• PAGE EXTRACT:
## BEGIN

Public Service Announcement

Mechanical Rock will be running a two day ‘Intro to Kubernetes’ course on January 9th & 10th at Cliftons Perth. Participants will learn to deploy and manage scalable applications in Kubernetes, from local development through to production. Participants will also learn how Kubernetes provides high availability, scalability, and how Kubernetes can integrate into existing on-premise and public cloud environments. More information may be found at the event site.


TL;DR

  • No matter how simple or complex our use of Kubernetes is, we want to ensure we can test and verify our interactions.
  • As these interactions become more complex, or we require additional features like reporting, polling with cURL simply doesn’t scale
  • Instead, lets combine the Kubernetes Go Client and the Go testing framework to create and efficient and flexible testing platform.

What and when should I test when using Kubernetes?

Kubernetes is a complex beast. Most operations are asynchronous; submitting an object definition (deployment, containers, etc) will return to the caller well before kubernetes has finished processing it. Therefore, if you absolutely need to know that what ever operation you submitted has taken effect, polling the cluster is essentially required.

This is generally OK for simple uses of the Kubernetes API eg; deploying stateless applications. Where this begins to break down is when using advanced Kubernetes features that you may want to verify are working correctly, or in the case where you are standing up systems upon Kubernetes that may use multiple resource types to function (clustered databases such as Elasticsearch, ETCD, and Cassandra being good examples).

The first case (advanced feature usage) is likely to occur when companies have opted to build an internal platform on Kubernetes, whereby developers are kept (mostly) oblivious to decisions like what storage to mount, use of service meshes etc. Admission controllers are a popular way to do this by intercepting and mutating developer workloads either by injecting sidecar proxies into containers, or configuring defaults. For compliance reasons, developer workloads should be tested and audited to ensure they are being configured in accordance with policy. How else would we know that; a) policy isn’t being circumvented or b) the policy is actually configured correctly in the first place?

The latter case (use of multiple resource types, and the one I am personally more familiar with) commonly occurs when a team wants to provide multiple instances of a particular service - usually a third party service that is not provided by a public cloud vendor (if using a managed kubernetes provider, or because they are operating an on-premise cluster). Alternatively they could be packaging a system to run on other clusters (either their own or someone elses, potentially needing to test upon many different Kubernetes-based environments (AWS EKS, GCP GKE, OpenShift etc)). For those packaging a complex service for Kubernetes, testing is particularly important - how else would we guarantee that our service is going to work across many distributions? Plenty of potential customers may only run workloads in one cloud vendor, and therefore only one Kubernetes distribution.

In either case, what we want is clear - we want to be able to verify that what we run on our clusters (or someone else’s for that matter) is working, no matter how complex it is.

## END

• DATA SECTION:
## BEGIN

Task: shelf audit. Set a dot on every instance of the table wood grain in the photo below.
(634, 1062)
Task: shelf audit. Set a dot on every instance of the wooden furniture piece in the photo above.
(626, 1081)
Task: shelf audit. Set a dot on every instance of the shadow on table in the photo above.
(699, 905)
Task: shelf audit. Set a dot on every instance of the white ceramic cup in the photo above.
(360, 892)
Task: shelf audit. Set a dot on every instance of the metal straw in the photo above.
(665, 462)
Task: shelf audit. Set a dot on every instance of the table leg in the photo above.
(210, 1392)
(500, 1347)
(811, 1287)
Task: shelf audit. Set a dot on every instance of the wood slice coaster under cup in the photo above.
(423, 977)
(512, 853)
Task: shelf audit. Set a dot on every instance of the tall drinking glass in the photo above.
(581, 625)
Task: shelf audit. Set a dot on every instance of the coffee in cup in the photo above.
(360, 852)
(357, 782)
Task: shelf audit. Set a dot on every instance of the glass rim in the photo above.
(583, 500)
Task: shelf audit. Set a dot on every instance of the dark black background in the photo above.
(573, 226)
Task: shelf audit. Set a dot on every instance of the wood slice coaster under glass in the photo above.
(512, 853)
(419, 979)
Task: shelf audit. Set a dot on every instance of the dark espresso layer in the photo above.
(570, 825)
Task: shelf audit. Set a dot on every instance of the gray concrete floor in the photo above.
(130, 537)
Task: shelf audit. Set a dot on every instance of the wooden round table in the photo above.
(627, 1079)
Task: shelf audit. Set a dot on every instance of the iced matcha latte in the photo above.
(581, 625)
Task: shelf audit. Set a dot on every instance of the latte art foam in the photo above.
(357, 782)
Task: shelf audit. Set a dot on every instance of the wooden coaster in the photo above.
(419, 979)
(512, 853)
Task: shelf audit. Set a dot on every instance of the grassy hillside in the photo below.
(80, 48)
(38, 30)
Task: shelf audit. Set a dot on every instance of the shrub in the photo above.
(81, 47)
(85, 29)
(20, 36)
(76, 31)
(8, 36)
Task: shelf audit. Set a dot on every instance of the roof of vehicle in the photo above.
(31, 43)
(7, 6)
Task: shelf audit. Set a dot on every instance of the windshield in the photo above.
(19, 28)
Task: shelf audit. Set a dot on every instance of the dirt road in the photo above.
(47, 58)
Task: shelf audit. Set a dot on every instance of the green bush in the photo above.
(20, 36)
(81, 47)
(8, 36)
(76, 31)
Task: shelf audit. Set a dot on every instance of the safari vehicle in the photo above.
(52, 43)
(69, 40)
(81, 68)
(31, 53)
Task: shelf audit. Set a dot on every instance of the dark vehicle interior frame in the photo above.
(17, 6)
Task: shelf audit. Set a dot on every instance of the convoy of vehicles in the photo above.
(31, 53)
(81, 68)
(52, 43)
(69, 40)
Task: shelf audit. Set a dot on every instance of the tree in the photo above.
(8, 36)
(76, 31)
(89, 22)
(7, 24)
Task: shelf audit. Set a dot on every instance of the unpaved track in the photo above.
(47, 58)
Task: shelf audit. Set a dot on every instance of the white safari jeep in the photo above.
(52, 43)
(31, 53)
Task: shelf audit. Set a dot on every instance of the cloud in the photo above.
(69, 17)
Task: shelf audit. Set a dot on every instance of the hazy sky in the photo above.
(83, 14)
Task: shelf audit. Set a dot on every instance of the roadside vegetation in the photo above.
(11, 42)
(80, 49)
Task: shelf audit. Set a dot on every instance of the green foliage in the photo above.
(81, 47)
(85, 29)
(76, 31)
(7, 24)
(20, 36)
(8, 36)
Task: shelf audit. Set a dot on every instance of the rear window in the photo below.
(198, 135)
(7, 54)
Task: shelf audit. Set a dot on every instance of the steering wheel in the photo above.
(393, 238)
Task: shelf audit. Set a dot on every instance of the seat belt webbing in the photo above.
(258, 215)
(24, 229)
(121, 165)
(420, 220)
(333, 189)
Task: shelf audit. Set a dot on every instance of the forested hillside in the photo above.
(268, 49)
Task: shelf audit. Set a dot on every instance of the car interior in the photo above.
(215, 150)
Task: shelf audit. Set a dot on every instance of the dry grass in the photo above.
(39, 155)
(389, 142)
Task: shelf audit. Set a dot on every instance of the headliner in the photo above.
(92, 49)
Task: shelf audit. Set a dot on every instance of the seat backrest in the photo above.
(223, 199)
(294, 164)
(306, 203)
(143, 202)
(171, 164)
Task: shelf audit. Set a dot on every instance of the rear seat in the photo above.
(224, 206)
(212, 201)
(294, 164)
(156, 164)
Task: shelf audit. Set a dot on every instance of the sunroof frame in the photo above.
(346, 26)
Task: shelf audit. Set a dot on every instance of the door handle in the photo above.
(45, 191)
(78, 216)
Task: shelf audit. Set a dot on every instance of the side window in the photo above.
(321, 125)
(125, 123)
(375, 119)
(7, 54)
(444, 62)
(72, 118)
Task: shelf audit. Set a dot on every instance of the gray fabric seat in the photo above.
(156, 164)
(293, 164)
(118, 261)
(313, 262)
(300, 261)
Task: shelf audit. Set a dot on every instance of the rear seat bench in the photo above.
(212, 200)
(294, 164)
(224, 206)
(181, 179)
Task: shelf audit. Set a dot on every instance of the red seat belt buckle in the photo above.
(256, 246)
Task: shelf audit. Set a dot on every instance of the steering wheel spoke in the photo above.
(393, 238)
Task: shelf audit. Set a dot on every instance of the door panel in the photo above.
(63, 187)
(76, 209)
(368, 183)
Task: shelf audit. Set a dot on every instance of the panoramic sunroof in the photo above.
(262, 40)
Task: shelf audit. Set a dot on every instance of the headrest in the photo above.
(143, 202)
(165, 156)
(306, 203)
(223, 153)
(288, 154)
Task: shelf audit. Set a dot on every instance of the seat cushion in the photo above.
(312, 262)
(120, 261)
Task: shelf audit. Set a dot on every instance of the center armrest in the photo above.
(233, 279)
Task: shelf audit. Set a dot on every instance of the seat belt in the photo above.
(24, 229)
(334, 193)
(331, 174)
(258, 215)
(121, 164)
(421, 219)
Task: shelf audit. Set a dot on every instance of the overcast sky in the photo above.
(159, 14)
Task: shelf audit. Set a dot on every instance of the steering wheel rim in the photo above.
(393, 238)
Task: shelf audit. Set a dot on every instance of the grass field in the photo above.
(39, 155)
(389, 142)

## END

• REQUIRED ACTIONS:
1. Copy out the passage of the Kubernetes testing article that opens with "Kubernetes is a" and closes with "being good examples).", renaming "object definition" as "resource manifest" wherever it occurs.
2. Answer these questions using the Kubernetes testing article:
(a) On which dates and at what venue will the "Intro to Kubernetes" course run?
(b) Which three clustered databases are named as examples of systems that use multiple resource types?
(c) What do admission controllers intercept and mutate?

• ANSWERS FOR THE EXERCISE:
1.
Kubernetes is a complex beast. Most operations are asynchronous; submitting an resource manifest (deployment, containers, etc) will return to the caller well before kubernetes has finished processing it. Therefore, if you absolutely need to know that what ever operation you submitted has taken effect, polling the cluster is essentially required.

This is generally OK for simple uses of the Kubernetes API eg; deploying stateless applications. Where this begins to break down is when using advanced Kubernetes features that you may want to verify are working correctly, or in the case where you are standing up systems upon Kubernetes that may use multiple resource types to function (clustered databases such as Elasticsearch, ETCD, and Cassandra being good examples).

2.
(a) January 9th & 10th, at Cliftons Perth.
(b) Elasticsearch, ETCD, and Cassandra.
(c) Developer workloads.